* [Excerpt to read]:
How Shirts Should Fit After 40: T-Shirts, Button-Downs, and Polos
Most adult men own shirts that fit them badly. The shoulder lands wrong, the sleeve hits an awkward spot, the body is too boxy or too tight. Here's the actual fit guide.

Shirts are the foundation of adult casual and business wear. You wear one every day. They're in every photo, every meeting, every interaction. And almost every adult man owns shirts that fit him badly — the shoulder seam lands halfway down the arm, the sleeve cuff hits an awkward spot at the mid-forearm, the body is either tent-like or stretched, and the shirt looks like it was bought without trying it on or kept past the point it still fit.
The math is the same as with eyewear and denim: high-frequency items get the highest ROI from being right. A great-fitting plain white t-shirt does more for adult style than a flashy statement piece. A button-down that actually fits across the shoulders changes how every blazer over it sits. After 40, when bodies have settled into shapes different from where they were at 25, this matters even more — the off-the-rack sizes you wore for years may simply be wrong now.
This guide is the practical version: how each category of shirt should fit, what to look for, what to walk away from, and the alterations worth paying for.
The fast answer
The universal rule across shirt categories: shoulders sit on shoulders (seam at the bony point where shoulder meets arm), sleeves end at the wrist bone for long sleeves and at mid-bicep for short, the body skims the torso without straining or hanging loose, and the hem falls at the right point for the cut (mid-fly for tucked button-downs, mid-zipper to belt for casual). For t-shirts: shoulder seam exactly at shoulder, sleeve at mid-bicep, body close but not tight, hem at mid-fly to slightly below. For button-downs: same shoulder rule, sleeve cuff covering the wrist with about half an inch to spare, body with a slight taper not a tent, collar fitting with one finger of room when buttoned. For polos: shoulder same, sleeve same as t-shirt, body close to torso, hem at mid-fly. Brands worth knowing: Uniqlo (basic t-shirts and button-downs), Buck Mason (premium tees and basics), Spier & Mackay (well-fitting button-downs at reasonable price), Drake's (premium English), Sunspel (premium basics). A $10 tailor pass on an off-the-rack shirt often produces a better fit than buying a more expensive shirt off the rack.

* [Record set]:
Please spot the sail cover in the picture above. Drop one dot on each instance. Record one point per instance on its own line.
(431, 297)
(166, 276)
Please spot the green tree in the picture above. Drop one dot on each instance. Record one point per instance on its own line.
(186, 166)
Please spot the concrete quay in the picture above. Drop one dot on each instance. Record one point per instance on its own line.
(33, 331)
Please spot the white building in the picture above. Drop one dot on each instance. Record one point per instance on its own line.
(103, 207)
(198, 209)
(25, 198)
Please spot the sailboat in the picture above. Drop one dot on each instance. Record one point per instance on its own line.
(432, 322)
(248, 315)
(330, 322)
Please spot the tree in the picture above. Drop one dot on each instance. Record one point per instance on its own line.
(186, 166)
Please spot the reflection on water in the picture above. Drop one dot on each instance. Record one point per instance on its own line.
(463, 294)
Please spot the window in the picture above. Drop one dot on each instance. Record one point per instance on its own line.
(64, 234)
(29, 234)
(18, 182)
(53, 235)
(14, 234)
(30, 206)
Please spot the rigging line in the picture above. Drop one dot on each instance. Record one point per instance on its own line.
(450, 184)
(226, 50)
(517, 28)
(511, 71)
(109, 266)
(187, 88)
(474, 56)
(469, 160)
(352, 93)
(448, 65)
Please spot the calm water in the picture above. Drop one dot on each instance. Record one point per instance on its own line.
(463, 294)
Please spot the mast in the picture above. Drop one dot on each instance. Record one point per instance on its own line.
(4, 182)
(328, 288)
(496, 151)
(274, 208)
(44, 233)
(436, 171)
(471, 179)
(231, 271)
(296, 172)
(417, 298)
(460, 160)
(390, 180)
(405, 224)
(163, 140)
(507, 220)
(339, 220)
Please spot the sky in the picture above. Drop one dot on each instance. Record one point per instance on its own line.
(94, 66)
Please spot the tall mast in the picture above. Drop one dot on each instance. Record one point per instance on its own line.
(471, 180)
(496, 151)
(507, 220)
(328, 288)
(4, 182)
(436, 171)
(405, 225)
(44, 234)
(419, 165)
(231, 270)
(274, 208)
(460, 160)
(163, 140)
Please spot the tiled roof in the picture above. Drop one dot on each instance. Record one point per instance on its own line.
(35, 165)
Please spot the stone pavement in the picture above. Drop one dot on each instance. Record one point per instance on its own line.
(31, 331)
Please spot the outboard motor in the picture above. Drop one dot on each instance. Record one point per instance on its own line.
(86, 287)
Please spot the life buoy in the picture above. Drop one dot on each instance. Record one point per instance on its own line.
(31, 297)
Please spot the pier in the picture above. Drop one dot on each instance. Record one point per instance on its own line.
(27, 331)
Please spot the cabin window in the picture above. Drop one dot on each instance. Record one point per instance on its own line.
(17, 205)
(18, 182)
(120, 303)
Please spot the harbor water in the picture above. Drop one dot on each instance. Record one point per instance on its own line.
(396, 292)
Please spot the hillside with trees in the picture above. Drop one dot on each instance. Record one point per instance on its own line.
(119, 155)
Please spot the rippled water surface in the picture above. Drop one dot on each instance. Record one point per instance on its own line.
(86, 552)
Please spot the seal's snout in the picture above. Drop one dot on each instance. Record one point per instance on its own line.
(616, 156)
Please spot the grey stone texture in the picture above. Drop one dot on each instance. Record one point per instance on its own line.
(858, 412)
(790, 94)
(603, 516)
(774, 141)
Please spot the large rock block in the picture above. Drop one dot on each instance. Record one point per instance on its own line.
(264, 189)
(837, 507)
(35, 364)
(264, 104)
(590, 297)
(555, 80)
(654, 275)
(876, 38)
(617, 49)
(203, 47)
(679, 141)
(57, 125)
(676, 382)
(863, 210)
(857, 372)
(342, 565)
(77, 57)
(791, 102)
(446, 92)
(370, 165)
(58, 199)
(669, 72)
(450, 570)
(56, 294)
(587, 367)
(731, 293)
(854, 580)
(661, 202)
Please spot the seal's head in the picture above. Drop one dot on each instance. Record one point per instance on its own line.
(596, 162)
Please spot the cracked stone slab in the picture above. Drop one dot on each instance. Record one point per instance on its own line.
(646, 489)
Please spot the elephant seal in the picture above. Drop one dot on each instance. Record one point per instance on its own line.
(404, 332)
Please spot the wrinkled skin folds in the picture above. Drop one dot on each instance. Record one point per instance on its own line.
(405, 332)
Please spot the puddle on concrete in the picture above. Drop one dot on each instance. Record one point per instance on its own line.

* [Instruction 1]: From the shirt fit guide, reproduce the passage starting at "This guide is" and ending at "worth paying for.", with nothing changed.
* [Instruction 2]: Carry on the shirt fit guide, picking up right after its final sentence.

* [Written answer 1]:
This guide is the practical version: how each category of shirt should fit, what to look for, what to walk away from, and the alterations worth paying for.

* [Written answer 2]:
That's the structure. The texture is below.
Why fit changes after 40
Three shifts make the fit you wore at 25 wrong at 45:
Body shape settles differently. Most adult men carry more weight at the midsection at 45 than at 25. The shirt that was perfect on a 32" waist now strains at the chest button line over a 35" waist, even if it still fits the shoulders. Or — particularly for adults who stayed lean — the body fills out across the chest and shoulders but the same length is now too short.
Posture shifts. Years of desk work, phone use, and aging gradually round the shoulders forward. Shirt patterns designed for upright posture pull awkwardly across the back and tighten at the shoulders.
Slim-fit aesthetic peaked in 2014. What read as "modern slim" in 2014 reads as "wrong size" in 2026. The current standard is straight or relaxed-straight — not loose, but not stretched.
The combined effect: many adult men are wearing shirts in the wrong cut, sometimes the wrong size, often both — and have stopped noticing because the wardrobe drifted gradually over years.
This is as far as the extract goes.